(AIM)
Convert every one of the items below into a two-column CSV with the headers instruction and points. Use one row per item, putting its text and its answer each in a single quoted field with line breaks replaced by spaces, and leave the pictures out.

(Raw records)

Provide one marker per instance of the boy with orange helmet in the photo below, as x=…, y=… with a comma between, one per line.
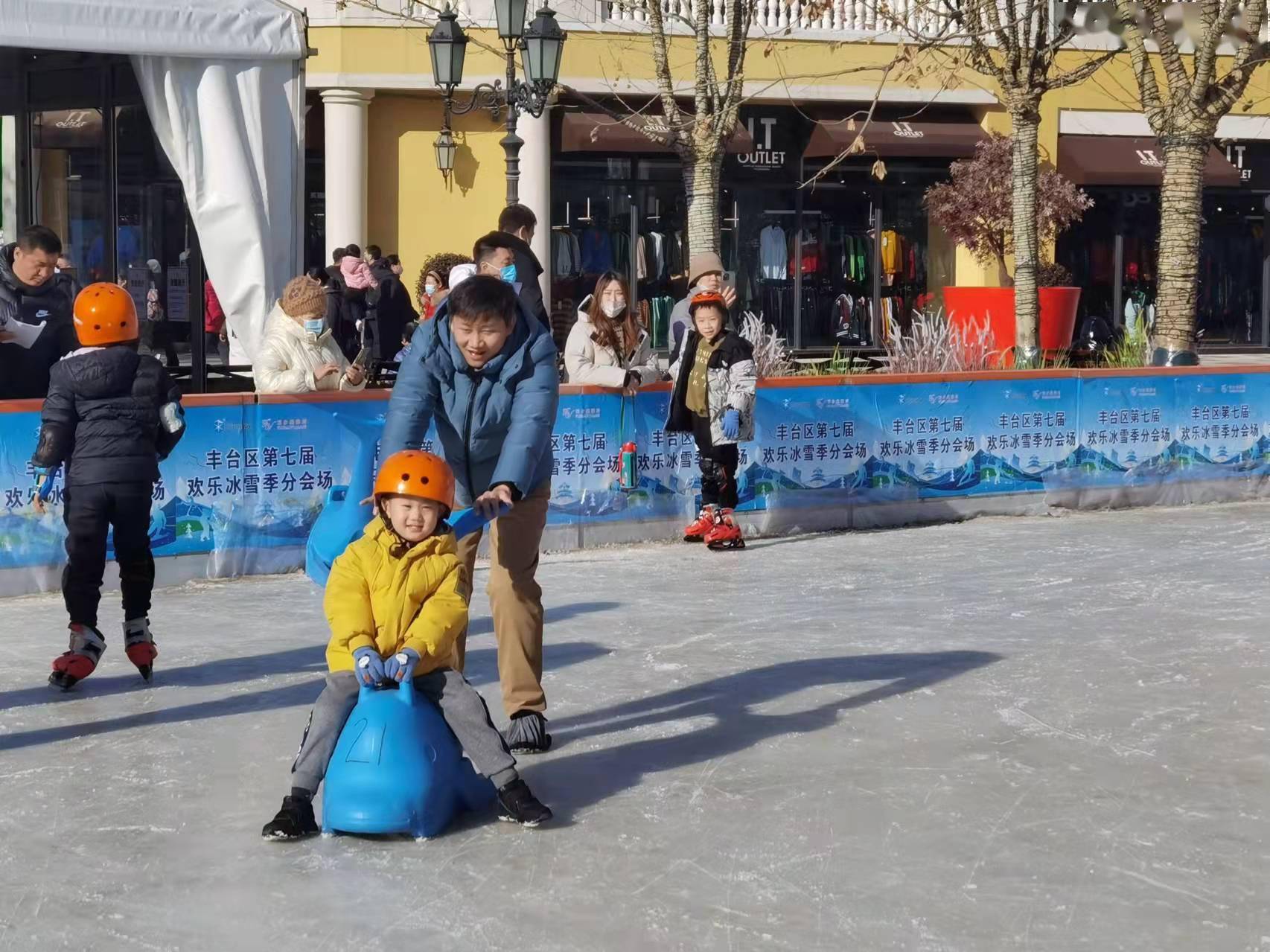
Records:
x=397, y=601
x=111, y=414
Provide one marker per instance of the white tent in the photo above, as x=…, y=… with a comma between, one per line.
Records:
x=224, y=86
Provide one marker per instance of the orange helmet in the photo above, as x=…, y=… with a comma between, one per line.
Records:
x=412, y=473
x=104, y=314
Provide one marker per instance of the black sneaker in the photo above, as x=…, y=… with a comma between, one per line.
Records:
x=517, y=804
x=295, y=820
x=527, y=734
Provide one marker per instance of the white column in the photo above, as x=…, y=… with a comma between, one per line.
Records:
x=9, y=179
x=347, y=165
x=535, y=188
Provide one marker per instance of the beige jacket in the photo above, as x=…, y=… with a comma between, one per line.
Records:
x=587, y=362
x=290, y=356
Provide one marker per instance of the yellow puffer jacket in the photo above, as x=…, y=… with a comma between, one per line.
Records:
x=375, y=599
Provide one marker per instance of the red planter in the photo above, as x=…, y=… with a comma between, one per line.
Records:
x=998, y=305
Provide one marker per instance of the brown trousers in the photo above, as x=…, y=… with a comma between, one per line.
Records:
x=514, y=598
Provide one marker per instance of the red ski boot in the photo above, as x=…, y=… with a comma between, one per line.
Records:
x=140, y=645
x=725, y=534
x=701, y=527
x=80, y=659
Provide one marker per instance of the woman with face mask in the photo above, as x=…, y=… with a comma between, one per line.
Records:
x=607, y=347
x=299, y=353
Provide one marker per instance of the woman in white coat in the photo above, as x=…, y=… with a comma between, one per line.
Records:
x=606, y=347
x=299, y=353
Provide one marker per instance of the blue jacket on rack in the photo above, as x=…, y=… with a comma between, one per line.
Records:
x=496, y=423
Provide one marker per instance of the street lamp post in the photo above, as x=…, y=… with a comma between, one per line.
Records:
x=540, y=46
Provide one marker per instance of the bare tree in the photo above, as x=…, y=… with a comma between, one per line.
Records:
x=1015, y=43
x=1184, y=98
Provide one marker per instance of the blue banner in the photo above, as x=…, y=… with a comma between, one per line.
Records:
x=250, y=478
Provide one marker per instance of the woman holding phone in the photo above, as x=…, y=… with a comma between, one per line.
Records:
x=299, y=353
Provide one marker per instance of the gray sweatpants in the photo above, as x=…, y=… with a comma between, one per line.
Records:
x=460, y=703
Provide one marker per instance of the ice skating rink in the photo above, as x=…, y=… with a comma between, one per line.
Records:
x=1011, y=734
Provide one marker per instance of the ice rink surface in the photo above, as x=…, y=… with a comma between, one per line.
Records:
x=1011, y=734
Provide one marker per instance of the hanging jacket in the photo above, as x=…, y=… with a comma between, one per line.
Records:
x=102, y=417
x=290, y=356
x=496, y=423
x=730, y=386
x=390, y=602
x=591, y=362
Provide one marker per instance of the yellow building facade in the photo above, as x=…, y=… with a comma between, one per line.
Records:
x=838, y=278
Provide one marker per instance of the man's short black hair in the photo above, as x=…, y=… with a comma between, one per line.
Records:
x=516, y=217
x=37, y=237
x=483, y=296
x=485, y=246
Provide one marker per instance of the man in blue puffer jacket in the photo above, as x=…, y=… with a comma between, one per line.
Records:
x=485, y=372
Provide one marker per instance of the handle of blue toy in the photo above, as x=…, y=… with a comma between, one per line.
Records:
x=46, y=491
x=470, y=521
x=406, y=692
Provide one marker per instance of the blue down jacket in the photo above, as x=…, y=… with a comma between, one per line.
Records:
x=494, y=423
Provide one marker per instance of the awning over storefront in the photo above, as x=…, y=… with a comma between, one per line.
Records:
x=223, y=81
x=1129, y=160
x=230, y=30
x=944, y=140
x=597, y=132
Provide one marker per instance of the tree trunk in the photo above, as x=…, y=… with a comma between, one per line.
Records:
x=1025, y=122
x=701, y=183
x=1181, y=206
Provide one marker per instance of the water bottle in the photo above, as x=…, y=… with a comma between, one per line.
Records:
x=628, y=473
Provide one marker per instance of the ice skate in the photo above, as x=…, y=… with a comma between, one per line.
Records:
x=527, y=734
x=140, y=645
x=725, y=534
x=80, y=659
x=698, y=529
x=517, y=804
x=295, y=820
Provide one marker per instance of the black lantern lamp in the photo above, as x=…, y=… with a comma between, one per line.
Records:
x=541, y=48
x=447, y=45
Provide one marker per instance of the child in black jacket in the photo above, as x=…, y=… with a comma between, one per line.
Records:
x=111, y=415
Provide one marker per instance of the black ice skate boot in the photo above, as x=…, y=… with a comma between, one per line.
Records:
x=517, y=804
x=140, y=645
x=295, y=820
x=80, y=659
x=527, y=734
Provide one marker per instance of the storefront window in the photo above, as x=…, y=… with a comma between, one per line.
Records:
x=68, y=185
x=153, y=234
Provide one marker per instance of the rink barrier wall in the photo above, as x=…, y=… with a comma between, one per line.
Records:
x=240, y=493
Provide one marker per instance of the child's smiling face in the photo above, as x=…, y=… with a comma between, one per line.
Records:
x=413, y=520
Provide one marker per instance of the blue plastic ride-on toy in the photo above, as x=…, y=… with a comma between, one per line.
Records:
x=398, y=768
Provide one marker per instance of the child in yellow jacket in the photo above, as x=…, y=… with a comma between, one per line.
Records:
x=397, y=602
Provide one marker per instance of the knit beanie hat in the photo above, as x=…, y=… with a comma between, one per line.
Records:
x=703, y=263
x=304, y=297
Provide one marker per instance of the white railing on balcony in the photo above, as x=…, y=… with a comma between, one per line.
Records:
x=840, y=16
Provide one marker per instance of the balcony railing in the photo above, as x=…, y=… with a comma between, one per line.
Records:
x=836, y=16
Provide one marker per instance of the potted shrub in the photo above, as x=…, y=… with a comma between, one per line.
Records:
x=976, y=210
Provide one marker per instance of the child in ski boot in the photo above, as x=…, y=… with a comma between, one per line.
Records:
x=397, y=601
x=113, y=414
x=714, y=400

(CORRECT RESPONSE)
instruction,points
"Provide one marker per instance of the boy with orange helmet in the photo below, as x=…, y=… with a comma between, one per line. Records:","x=397, y=601 x=111, y=414"
"Provide one marker per instance of the white tent in the photo above, as x=…, y=… with a comma between, one per line. Records:","x=224, y=86"
"Provide one marker per instance of the orange helmet in the photo above, as x=…, y=… with a comma between, one per line. Records:","x=412, y=473 x=104, y=314"
"Provide one marker per instance of the black sneaker in the photo above, as x=…, y=… with a comma between, one per line. Records:","x=517, y=804 x=295, y=820 x=527, y=734"
"Provide one marker per instance of the white column in the photo above, as x=…, y=… with a comma between, one per line. Records:","x=9, y=179 x=347, y=165 x=535, y=188"
"Provide one marker per instance of the beige jacket in the photo above, as x=…, y=… with a comma between, one per line. Records:","x=587, y=362 x=290, y=356"
"Provide one marker per instance of the yellow puffer jacket in the photo above, as x=…, y=… with a comma between, one per line. Records:","x=375, y=599"
"Provide one marker per instance of the red planter in the photo above, as x=…, y=… with a comma between, one per line. Records:","x=998, y=305"
"Provide one marker per instance of the brown trousers in the photo above, as x=…, y=… with a comma between, one per line. Records:","x=514, y=598"
"Provide one marker per instance of the red ski boot in the photo above, as x=…, y=… with a comma between, one per line. Records:","x=140, y=645 x=725, y=534 x=701, y=527 x=80, y=659"
"Provide one marker per instance of the woman with face mask in the photo above, as x=…, y=… with a comma between, one per line. Records:","x=607, y=347 x=299, y=353"
"Provide one marker per instance of the woman in white coat in the photo above, as x=…, y=… with a comma between, one per line. Records:","x=606, y=347 x=299, y=353"
"Provide one marker per instance of the blue jacket on rack in the photo above, as x=…, y=… with a comma between, one per line. Records:","x=496, y=423"
"Provide one marker per instance of the street lamp post in the photo above, as x=…, y=… with a comma between, one per line. Records:","x=540, y=46"
"Provide one marker per instance of the bare tree in the photo above, as x=…, y=… with a comma between, one per line. Records:","x=1015, y=43 x=1184, y=98"
"Provide one marker per instance of the blue banner in the photo above, as x=…, y=… with a comma between, one per line. Records:","x=250, y=478"
"Provide one marker per instance of the woman holding phone in the photo above, as x=…, y=… with a comma between, one per line. Records:","x=299, y=353"
"Provide one marker per instance of the gray sweatpants in the photo above, as x=…, y=… with a comma between, one per line. Records:","x=460, y=703"
"Provide one marker per instance of the ice skating rink in the photo above, as x=…, y=… with a comma between, one per line. Records:","x=1011, y=734"
"Provide one marker per instance of the ice rink surface in the photo above, as x=…, y=… with a comma between, one per line. Records:","x=1011, y=734"
"Provide one marker per instance of the hanging jacket in the photo above, as x=…, y=… with a comma between, one per line. Records:","x=102, y=417 x=290, y=356 x=496, y=423 x=730, y=386 x=390, y=602 x=591, y=362"
"Provide one marker per instance of the yellow building facade in the photo above, as x=…, y=… with a comma between, one per line. Records:","x=838, y=278"
"Provide one marker per instance of the man's short black hair in the photo above, as x=…, y=… with a comma between, one per line. Records:","x=516, y=217 x=37, y=237 x=483, y=296 x=485, y=246"
"Provide one marker per instance of the man in blue puffer jacket in the photo above, as x=…, y=… with a comma between, one per line. Records:","x=485, y=372"
"Provide one marker per instance of the handle of blue toy in the photo above, as x=…, y=… with a comma between, one per line. Records:","x=46, y=491 x=470, y=521 x=406, y=692"
"Provide one marker per instance of the blue down jacket in the photo above, as x=…, y=… with a comma between, one per line. Records:","x=494, y=423"
"Provide one marker per instance of the awning over storefront in the photo above, as x=…, y=… with a comma between, one per line. Records:","x=223, y=81 x=1129, y=160 x=230, y=30 x=944, y=140 x=597, y=132"
"Provide one marker per instance of the tree trunk in the photo above, as x=…, y=… with a comma between, one per line. Records:","x=1025, y=122 x=701, y=183 x=1181, y=206"
"Provide one marker per instance of the water bottle in the photo above, as x=…, y=… with a comma between, one per line. Records:","x=628, y=473"
"Provide one marker per instance of the ice skate in the photo above, as x=…, y=… with a comma between, one per line. Records:","x=527, y=734 x=140, y=645 x=725, y=534 x=80, y=659 x=698, y=529 x=517, y=804 x=295, y=820"
"Provide one marker per instance of the black lantern lamp in the photo above, as x=…, y=… with a comma between, one per line. Records:","x=541, y=48 x=447, y=45"
"Provide one marker per instance of the child in black jacket in the photo above, as x=…, y=… with a comma between, one per line. Records:","x=111, y=415"
"Provide one marker per instance of the black ice skate boot in the photo above, as x=…, y=… with a comma between, one per line. Records:","x=517, y=804 x=140, y=645 x=295, y=820 x=80, y=659 x=527, y=734"
"Provide one marker per instance of the storefront window in the photo above, as x=…, y=… with a comma between, one per line. Records:","x=68, y=185 x=153, y=234"
"Provide one marker per instance of the rink barrier wall in the photo above, as x=…, y=… with a comma between, one per line. Records:","x=240, y=493"
"Provide one marker per instance of the child's smiling face in the photo above, as x=…, y=… with a comma between, one per line. Records:","x=413, y=520"
"Provide one marker per instance of the blue plastic ride-on toy in the photo above, as x=…, y=… with a comma between, one per line. Records:","x=398, y=768"
"Provide one marker per instance of the child in yellow jacket in the photo above, as x=…, y=… with a comma between, one per line. Records:","x=397, y=602"
"Provide one marker per instance of the knit beanie hat in the photo above, as x=…, y=… with a comma between, one per line. Records:","x=703, y=263 x=304, y=297"
"Provide one marker per instance of the white railing on balcony in the photo above, as x=…, y=… with a comma between, one per line. Records:","x=840, y=16"
"Provide one marker per instance of the balcony railing in the photo above, as x=…, y=… with a comma between, one per line. Records:","x=836, y=16"
"Provide one marker per instance of the potted shrub in the photo above, as x=…, y=… with a comma between, one per line. Records:","x=976, y=210"
"Provide one marker per instance of the child in ski boot in the photo above, as x=…, y=… with a comma between, one per line. Records:","x=397, y=601 x=113, y=414 x=714, y=400"